╔══

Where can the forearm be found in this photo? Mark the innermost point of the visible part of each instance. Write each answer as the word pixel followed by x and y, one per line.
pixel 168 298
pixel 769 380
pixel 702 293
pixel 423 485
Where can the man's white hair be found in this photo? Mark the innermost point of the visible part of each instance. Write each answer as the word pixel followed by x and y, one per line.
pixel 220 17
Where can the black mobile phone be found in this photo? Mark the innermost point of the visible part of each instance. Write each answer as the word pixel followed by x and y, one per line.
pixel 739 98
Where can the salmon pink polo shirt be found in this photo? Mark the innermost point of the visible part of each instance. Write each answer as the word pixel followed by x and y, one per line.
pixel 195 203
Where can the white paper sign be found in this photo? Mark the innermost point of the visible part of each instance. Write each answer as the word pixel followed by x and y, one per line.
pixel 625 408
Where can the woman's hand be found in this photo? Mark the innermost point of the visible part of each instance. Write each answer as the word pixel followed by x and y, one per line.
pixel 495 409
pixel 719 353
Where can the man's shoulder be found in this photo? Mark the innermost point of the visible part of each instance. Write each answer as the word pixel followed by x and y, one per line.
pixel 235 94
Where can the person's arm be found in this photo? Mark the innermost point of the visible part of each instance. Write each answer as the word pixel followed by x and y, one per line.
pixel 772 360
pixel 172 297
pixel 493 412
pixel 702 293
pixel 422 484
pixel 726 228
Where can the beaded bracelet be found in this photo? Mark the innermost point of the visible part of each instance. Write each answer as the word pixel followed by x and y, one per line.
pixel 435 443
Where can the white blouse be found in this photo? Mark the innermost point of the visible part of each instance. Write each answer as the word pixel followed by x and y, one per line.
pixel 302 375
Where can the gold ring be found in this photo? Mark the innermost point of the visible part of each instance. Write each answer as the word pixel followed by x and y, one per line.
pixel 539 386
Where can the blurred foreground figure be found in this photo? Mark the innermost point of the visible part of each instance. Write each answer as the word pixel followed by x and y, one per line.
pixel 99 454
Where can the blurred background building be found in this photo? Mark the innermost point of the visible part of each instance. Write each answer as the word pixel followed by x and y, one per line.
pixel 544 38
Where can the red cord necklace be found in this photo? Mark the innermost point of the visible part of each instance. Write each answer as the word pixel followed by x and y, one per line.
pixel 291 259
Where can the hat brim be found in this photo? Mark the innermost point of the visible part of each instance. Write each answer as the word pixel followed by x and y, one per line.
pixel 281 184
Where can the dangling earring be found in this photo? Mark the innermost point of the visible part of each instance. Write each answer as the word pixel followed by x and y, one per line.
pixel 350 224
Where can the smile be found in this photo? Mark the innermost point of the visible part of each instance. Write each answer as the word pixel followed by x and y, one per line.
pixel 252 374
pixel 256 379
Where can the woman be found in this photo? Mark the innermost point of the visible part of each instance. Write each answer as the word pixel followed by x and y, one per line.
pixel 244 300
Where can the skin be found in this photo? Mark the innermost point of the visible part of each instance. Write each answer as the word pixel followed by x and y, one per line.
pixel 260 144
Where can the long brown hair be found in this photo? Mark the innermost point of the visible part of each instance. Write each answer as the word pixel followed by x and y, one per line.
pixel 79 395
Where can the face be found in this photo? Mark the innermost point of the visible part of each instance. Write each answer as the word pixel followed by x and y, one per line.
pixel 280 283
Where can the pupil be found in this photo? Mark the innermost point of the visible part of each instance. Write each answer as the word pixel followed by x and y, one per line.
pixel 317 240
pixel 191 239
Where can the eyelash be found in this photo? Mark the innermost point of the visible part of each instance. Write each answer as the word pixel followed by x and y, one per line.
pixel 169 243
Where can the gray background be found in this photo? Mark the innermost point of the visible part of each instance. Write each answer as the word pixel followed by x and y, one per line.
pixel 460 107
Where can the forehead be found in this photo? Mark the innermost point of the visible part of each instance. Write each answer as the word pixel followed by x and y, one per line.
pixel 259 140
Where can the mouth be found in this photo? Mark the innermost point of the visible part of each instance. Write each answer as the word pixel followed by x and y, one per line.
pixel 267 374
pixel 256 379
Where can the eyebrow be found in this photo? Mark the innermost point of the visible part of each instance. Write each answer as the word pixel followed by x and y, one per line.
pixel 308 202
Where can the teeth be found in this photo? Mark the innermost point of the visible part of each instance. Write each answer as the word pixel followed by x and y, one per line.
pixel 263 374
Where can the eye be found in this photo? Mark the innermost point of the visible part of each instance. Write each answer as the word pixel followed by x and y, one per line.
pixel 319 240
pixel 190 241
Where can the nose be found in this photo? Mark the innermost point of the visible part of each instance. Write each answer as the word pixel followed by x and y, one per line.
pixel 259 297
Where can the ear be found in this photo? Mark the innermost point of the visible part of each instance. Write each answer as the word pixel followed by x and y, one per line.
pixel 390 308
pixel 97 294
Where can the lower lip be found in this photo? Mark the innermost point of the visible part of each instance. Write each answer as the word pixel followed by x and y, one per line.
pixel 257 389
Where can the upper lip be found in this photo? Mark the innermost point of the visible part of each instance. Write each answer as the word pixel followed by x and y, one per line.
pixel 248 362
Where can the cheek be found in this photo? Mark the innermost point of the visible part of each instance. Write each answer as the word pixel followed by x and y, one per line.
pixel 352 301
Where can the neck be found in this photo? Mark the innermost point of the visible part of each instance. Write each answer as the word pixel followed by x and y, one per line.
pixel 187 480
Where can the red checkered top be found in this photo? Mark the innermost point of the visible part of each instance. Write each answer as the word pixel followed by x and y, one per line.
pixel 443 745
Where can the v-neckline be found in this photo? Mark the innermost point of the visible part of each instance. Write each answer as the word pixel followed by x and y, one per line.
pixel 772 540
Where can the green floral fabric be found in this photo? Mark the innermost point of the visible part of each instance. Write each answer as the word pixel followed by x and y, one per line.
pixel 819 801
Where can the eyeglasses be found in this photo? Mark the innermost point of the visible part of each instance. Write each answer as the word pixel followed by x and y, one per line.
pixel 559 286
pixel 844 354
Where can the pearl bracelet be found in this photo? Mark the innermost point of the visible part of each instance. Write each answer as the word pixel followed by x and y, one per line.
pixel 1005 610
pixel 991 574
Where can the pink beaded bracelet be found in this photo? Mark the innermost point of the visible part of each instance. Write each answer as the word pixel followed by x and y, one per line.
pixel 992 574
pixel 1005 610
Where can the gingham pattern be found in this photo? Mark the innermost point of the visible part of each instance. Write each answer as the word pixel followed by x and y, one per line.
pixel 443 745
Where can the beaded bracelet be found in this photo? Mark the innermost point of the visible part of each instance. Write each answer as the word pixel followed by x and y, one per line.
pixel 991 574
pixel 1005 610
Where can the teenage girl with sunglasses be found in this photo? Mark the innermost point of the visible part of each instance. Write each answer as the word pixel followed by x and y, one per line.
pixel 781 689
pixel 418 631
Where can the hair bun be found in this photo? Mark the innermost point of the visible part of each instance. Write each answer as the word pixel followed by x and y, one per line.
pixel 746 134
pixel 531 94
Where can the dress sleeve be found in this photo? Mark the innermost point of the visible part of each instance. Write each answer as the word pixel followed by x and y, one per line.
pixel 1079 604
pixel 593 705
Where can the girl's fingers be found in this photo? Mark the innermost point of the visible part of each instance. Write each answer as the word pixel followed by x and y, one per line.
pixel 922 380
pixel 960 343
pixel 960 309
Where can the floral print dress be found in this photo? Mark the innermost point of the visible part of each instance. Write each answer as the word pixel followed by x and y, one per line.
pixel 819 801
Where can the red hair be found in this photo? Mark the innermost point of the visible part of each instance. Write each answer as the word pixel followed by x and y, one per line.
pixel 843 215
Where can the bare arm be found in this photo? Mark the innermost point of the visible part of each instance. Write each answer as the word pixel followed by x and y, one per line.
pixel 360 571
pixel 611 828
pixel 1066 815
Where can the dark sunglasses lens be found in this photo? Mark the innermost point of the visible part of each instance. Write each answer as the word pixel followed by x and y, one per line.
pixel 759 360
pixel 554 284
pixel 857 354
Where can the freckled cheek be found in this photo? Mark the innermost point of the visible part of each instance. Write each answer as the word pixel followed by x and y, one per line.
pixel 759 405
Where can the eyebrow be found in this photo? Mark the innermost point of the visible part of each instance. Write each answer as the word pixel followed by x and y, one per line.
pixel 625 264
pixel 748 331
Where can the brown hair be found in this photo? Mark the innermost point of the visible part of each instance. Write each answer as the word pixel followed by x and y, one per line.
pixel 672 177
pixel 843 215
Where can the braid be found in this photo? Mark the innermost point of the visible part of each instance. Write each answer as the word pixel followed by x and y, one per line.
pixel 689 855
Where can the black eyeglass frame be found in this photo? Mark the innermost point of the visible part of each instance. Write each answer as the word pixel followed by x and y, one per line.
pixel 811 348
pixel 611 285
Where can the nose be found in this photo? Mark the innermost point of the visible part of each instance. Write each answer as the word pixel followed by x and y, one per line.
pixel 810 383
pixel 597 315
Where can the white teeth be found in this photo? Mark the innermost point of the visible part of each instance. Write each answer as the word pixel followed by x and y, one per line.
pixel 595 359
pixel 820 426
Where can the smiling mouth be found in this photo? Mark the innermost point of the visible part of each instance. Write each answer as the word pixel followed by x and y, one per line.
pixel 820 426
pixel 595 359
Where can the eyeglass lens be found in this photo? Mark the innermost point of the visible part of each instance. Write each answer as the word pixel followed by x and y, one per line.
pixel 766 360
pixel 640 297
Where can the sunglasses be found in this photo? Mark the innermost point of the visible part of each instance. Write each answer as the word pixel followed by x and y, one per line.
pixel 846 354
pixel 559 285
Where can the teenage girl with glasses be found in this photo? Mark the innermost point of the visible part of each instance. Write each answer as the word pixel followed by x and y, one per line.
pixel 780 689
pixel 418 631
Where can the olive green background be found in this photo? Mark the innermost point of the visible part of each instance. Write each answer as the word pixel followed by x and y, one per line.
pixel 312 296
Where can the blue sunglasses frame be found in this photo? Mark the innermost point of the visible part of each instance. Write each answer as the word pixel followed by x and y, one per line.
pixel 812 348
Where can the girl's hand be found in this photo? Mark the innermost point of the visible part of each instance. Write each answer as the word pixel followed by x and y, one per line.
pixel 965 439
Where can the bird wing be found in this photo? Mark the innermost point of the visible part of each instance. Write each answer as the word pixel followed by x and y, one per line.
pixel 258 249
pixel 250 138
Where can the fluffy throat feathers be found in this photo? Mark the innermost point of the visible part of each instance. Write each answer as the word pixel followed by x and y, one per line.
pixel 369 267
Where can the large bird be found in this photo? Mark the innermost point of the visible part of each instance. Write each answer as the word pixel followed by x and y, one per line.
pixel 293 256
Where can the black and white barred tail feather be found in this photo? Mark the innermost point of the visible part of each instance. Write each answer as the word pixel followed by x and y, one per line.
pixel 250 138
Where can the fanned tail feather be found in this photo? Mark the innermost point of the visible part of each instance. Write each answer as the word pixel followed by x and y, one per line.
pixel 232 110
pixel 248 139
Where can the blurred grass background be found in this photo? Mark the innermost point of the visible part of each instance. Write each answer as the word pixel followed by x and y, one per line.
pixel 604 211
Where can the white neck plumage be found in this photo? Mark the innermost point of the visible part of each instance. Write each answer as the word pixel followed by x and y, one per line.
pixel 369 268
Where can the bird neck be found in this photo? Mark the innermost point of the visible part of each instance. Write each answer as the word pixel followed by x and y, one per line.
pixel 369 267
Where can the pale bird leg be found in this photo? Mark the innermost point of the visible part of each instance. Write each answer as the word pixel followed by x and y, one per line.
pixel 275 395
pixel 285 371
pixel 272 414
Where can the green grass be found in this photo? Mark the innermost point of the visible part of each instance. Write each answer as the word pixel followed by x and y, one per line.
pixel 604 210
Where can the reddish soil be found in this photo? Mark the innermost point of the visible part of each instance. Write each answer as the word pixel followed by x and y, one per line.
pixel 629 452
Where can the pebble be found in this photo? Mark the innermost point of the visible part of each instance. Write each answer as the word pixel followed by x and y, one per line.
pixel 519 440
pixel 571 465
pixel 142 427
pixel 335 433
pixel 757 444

╚══

Begin with the line that contains "Where can the blurred grass" and set down each line exactly until the records above end, including the final line.

Where can the blurred grass background be found in this photo? Mark the innermost point of the visible part of each instance. Write each answer as the word pixel followed by x and y, one per line.
pixel 604 211
Where can the white neck plumage be found in this photo? Mark the innermost point of the visible part of each instance. Write each answer as the word pixel followed by x and y, one per line.
pixel 369 268
Where can the bird neck be found in this photo? Mark the innermost point of the visible part of each instance. Write each answer as the word pixel followed by x and y, one per line.
pixel 369 267
Where can the pale bird leg be found in this photo? Mark the innermost point of the visible part of each instance. Write each answer as the word pixel followed by x and y, one per line.
pixel 275 395
pixel 285 371
pixel 272 414
Where can the green grass be found in this photo? Mark the innermost point of the visible part of each instance. Write each answer as the word pixel followed by x and y, one per line.
pixel 604 210
Where can the reddish soil be found in this photo? Mark the innermost point of the visible part of each instance. Write each answer as the word pixel followed by x and y, one per line.
pixel 629 452
Where can the pebble be found in this photo? Mark the innermost point of the visible part of each instance. Write each answer as the word pixel followed by x and y, one per line.
pixel 519 440
pixel 571 465
pixel 142 427
pixel 335 433
pixel 757 444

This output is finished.